Text shown –
○ ○ ○ ○ ○ ○ ○
American Electric Power Company said it would retire nearly 6,000 MW of generating capacity.
Duke Energy said it would retire its 862 MW factory in New Richmond, Ohio.
Georgia Power, a subsidiary of The Southern Company, said it would close an 871 MW generator by 2018, 18 years before the end of its useful life.
The nation's utility and coal industries have been battling the EPA since July, after the the environmental agency replaced the Clean Air Interstate Rule with stricter standards requiring coal-fired power plants in 27 states to slash thousands of tons of pollutants that drift across state borders.
The Cross-State Air Pollution Rule has received nothing but negative feedback from the affected energy industry, which argues the stricter federal emission law will result in higher costs for electricity and massive loss of U.S.
jobs. The plan will also require billions of dollars to retrofit power plants with clean coal technologies.
According to a study prepared by the National Economic Research Associates NERA, the legislation is among the most expensive EPA rules ever imposed on coal-fueled power plants that will cause electric rates to skyrocket by as much as 23 percent and lead to nationwide employment losses totaling 1.4 million job-years by 2020.
Power-plant closures are expected to increase in the coming months, as utilities complete their cost analyses of complying with the Cross-State rule, according to Industrial Info Resources. The EPA rule has already forced coal facilities in Ohio, North Carolina, Georgia, and Texas to retire old units, rather than bare the expense of installing pollution-control equipment.
The coal industry maintains that the EPA doesn't seem to care about the economic damage new regulations will cause.
Many of these severe impacts would hit families living in states already facing serious economic challenges, said Steve Miller, president of the American Coalition for Clean Coal Electricity.
The EPA believes the annual costs to clean up the coal industry and improve air quality throughout the eastern United States are worth the health rewards. The organization estimates that by 2014, the new legislation will have achieved up to $280 billion in annual health benefits, in addition to preventing up to 34,000 premature deaths, 26,000 hospital and emergency room visits, and 240,000 cases of aggravated asthma.
Along with automobile exhaust, The Department of Environmental Conservation DEC, lists out-of-state emissions as one of the Northeast's most serious air pollution problems, according to a report by City Limits.
The EPA regulations are set to go into effect Oct. 7, 2011, with the first emissions reductions to be phased in as early as 2012.
○ ○ ○ ○ ○ ○ ○
Data below –
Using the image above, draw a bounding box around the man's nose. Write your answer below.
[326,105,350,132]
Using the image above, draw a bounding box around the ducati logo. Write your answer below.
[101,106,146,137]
○ ○ ○ ○ ○ ○ ○
Exercise prompt –
Please revise the article on coal plant retirements from the words "The Cross-State Air" through "loss of U.S.", replacing "negative feedback" with "criticism". Work from the article on coal plant retirements alone.

Answer to the exercise –
The Cross-State Air Pollution Rule has received nothing but criticism from the affected energy industry, which argues the stricter federal emission law will result in higher costs for electricity and massive loss of U.S.